▶ WHAT IS EXPECTED: Scan the records beneath this line for the line holding "Exercise. Mark the person" and the line holding "Exercise. Mark the metal", then transcribe exactly those two and all lines between.

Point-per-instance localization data
########

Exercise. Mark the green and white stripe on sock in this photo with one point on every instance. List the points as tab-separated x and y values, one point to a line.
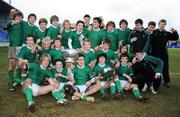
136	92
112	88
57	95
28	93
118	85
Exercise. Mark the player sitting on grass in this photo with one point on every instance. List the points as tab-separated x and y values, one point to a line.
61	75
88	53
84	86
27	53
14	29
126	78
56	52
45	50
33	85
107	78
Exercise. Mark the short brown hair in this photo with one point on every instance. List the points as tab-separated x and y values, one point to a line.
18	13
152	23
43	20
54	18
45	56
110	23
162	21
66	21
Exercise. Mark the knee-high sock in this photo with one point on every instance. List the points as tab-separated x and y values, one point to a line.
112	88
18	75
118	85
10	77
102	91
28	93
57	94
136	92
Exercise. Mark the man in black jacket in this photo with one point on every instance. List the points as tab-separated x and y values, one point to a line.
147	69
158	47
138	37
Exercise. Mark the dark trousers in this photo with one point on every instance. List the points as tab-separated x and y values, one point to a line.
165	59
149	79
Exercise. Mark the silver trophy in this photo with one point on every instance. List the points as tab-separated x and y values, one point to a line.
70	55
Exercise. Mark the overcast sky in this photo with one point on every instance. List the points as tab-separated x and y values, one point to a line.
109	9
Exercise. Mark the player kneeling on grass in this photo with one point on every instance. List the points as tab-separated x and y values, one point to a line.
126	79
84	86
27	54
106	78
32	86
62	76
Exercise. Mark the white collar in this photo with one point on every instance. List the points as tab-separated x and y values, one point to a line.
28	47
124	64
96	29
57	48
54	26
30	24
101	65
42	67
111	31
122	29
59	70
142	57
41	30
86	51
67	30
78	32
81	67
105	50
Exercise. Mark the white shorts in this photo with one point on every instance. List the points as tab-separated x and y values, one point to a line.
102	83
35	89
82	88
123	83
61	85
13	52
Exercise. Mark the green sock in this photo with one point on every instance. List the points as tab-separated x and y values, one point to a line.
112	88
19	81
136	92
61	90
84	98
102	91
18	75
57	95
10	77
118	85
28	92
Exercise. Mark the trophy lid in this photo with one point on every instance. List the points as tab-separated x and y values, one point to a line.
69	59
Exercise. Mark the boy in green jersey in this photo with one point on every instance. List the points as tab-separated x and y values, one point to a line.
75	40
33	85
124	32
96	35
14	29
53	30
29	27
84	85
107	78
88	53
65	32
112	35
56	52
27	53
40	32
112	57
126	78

########

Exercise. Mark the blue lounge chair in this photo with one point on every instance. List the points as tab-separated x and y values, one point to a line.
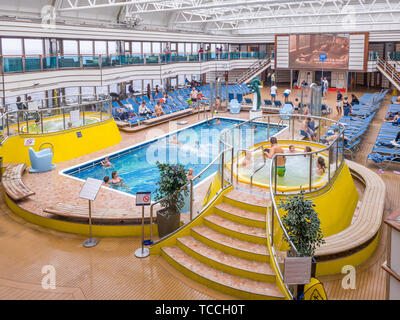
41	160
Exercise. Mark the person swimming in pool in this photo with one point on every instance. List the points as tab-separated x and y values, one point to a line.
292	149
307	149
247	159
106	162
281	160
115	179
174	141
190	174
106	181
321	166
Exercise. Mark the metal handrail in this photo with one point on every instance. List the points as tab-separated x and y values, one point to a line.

########

▶ SOLUTION TO THE EXERCISE:
Exercise. Mark the person swimming in pool in this photo with one point on every instance. List the points as tab-separated x and y values, one point to a line.
292	149
307	149
247	159
106	162
281	160
115	179
174	141
190	174
106	181
321	166
Exercise. Mark the metal handrail in this photo with one point on every instance. List the points as tab-separated x and y values, one point to a line.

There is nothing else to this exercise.